── Recorded data ──

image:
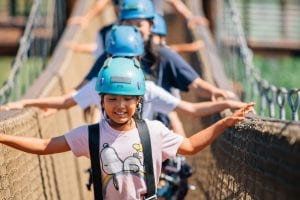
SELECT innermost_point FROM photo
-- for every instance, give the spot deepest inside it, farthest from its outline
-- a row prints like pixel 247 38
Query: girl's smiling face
pixel 120 110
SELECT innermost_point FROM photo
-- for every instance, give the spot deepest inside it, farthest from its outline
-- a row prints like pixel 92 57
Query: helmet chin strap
pixel 117 125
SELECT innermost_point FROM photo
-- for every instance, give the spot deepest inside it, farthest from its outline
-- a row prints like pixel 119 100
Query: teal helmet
pixel 124 40
pixel 136 9
pixel 121 76
pixel 159 25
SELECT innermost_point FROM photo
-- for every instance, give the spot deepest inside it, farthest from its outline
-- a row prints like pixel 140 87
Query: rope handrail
pixel 270 97
pixel 44 25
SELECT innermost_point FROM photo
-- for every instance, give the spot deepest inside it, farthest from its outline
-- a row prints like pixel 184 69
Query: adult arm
pixel 206 90
pixel 59 102
pixel 36 145
pixel 206 108
pixel 203 138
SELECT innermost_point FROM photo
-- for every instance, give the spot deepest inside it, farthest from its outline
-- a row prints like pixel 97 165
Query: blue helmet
pixel 159 25
pixel 124 40
pixel 136 9
pixel 121 76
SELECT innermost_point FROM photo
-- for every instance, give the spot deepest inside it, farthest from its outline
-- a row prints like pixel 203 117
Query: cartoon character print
pixel 113 165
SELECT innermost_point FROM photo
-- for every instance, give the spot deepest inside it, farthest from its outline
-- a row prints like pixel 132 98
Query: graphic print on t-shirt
pixel 113 165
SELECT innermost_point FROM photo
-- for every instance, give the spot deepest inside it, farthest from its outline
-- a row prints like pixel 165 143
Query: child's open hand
pixel 239 115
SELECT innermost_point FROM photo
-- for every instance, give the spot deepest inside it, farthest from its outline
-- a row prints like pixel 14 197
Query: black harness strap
pixel 148 162
pixel 94 140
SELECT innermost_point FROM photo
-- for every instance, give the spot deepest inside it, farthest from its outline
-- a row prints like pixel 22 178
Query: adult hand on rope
pixel 226 94
pixel 197 20
pixel 78 20
pixel 238 115
pixel 12 106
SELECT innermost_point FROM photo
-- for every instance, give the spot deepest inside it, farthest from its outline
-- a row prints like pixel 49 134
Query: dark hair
pixel 116 2
pixel 152 53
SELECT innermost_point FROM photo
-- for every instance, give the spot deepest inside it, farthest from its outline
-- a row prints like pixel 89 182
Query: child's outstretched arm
pixel 59 102
pixel 35 145
pixel 200 140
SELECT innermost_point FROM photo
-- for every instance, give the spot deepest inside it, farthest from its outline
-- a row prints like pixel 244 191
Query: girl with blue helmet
pixel 120 151
pixel 125 41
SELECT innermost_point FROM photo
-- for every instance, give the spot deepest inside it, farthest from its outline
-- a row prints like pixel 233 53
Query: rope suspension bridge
pixel 258 159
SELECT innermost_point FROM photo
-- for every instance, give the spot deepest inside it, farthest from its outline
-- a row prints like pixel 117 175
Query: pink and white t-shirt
pixel 121 156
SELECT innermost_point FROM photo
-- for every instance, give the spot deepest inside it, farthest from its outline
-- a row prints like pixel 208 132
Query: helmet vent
pixel 120 79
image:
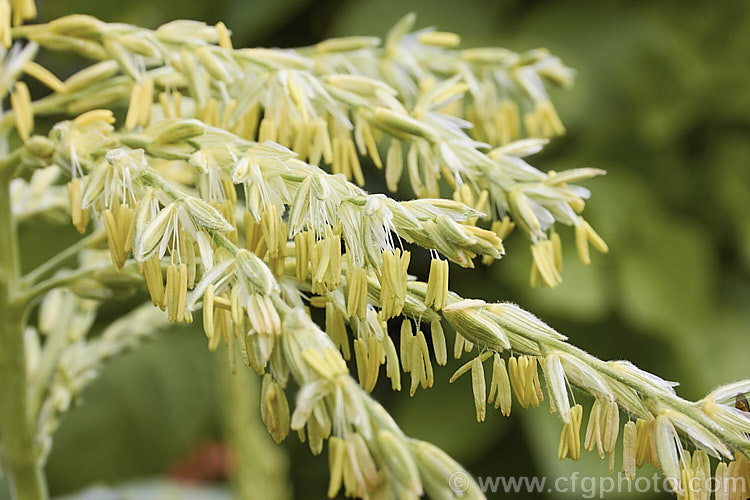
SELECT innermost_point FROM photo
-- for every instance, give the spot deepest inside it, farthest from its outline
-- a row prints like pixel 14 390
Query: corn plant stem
pixel 16 429
pixel 62 257
pixel 688 408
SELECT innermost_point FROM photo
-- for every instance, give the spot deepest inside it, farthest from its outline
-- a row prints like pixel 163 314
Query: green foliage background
pixel 660 102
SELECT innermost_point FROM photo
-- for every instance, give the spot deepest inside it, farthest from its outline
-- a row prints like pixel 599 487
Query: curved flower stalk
pixel 331 117
pixel 364 287
pixel 68 362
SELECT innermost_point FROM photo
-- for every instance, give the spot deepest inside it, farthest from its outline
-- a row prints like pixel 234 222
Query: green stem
pixel 61 258
pixel 16 429
pixel 261 467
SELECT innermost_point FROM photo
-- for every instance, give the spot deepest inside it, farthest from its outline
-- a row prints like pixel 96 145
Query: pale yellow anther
pixel 20 102
pixel 222 33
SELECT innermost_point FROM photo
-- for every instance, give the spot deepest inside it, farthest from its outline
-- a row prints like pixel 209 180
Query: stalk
pixel 261 467
pixel 27 479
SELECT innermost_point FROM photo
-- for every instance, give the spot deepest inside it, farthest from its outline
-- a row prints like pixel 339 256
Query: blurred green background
pixel 660 102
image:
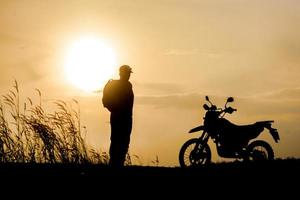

───

● **The task**: Transcribe the records above from the line holding "-- a row prints like pixel 14 197" down to the line holding "-- a row prints like pixel 22 178", inclusive, without adding anything.

● **Solution**:
-- a row prints like pixel 14 197
Query: black harness strap
pixel 148 162
pixel 94 140
SELECT innermost_point FROM photo
-- for every instance, give the spot deepest inside it, farthest from its outline
-- a row prints like pixel 22 178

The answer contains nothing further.